▶ [Image-backed grounding data]
---
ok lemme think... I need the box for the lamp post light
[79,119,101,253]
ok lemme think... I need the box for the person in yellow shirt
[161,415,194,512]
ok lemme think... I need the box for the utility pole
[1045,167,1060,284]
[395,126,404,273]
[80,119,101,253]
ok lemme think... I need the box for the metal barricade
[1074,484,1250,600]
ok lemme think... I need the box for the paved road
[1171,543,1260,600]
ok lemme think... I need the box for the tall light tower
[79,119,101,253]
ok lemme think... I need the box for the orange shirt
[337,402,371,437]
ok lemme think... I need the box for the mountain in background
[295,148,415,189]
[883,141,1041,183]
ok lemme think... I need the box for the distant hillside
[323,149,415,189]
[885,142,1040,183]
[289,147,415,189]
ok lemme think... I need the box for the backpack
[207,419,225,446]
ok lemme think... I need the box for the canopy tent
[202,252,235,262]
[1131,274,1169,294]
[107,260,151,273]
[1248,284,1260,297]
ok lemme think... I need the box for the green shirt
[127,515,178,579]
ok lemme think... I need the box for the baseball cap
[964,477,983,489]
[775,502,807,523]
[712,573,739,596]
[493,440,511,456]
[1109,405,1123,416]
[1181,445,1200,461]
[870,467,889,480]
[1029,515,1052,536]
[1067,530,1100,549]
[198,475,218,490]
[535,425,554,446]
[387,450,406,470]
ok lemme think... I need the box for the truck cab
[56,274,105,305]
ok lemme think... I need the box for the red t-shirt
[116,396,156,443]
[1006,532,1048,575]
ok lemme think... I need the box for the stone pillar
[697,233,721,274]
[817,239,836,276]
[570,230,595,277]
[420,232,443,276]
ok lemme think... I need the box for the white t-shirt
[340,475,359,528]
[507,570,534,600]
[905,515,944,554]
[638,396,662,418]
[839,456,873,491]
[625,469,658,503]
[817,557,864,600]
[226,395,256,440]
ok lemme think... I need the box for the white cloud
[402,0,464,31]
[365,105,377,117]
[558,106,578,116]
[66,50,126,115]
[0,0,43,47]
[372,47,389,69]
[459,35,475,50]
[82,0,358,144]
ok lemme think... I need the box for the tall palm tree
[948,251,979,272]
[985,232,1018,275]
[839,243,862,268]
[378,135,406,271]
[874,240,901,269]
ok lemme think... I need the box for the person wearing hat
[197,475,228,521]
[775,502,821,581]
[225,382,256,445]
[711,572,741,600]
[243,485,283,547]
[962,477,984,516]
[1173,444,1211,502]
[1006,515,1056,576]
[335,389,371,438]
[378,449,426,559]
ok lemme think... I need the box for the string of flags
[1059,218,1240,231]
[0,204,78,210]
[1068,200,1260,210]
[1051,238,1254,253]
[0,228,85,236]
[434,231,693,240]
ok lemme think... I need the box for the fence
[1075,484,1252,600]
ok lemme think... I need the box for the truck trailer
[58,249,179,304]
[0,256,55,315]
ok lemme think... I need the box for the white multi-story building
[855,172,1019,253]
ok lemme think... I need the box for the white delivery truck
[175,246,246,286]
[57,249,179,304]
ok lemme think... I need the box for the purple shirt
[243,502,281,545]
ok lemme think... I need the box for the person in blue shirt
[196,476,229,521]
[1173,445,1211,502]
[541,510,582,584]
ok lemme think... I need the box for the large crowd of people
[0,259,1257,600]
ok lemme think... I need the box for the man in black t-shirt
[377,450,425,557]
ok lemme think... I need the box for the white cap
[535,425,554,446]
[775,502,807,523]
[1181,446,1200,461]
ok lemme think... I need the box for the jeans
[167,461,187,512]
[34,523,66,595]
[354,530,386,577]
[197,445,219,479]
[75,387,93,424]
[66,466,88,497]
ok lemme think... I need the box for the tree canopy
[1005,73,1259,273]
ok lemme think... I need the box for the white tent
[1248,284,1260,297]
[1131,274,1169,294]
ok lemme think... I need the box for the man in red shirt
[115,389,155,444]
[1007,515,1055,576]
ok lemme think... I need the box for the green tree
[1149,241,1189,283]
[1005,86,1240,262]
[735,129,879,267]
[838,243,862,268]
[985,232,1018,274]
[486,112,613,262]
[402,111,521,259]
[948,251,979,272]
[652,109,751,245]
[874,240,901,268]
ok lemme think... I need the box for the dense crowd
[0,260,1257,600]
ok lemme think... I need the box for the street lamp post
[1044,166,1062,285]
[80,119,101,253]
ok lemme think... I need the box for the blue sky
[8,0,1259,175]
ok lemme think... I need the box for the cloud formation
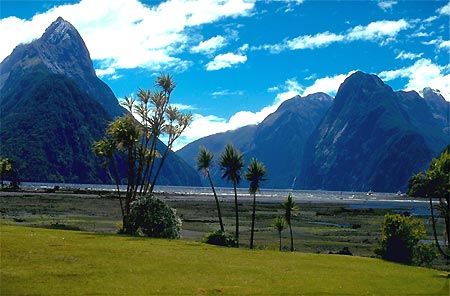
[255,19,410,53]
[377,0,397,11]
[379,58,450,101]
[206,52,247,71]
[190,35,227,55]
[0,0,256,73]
---
▶ [What is needed] Each line from the one containing "ok lemme think... I need the box for the blue" through the last line of the entries above should be duplicated exactly, both included; leave out pictures and add nothing.

▶ [Result]
ok lemme think... I need the box for the blue sky
[8,0,1259,175]
ok lemme think... I need the box for the cloud formation
[255,19,410,53]
[377,0,397,11]
[379,58,450,101]
[206,52,247,71]
[190,35,227,55]
[0,0,256,73]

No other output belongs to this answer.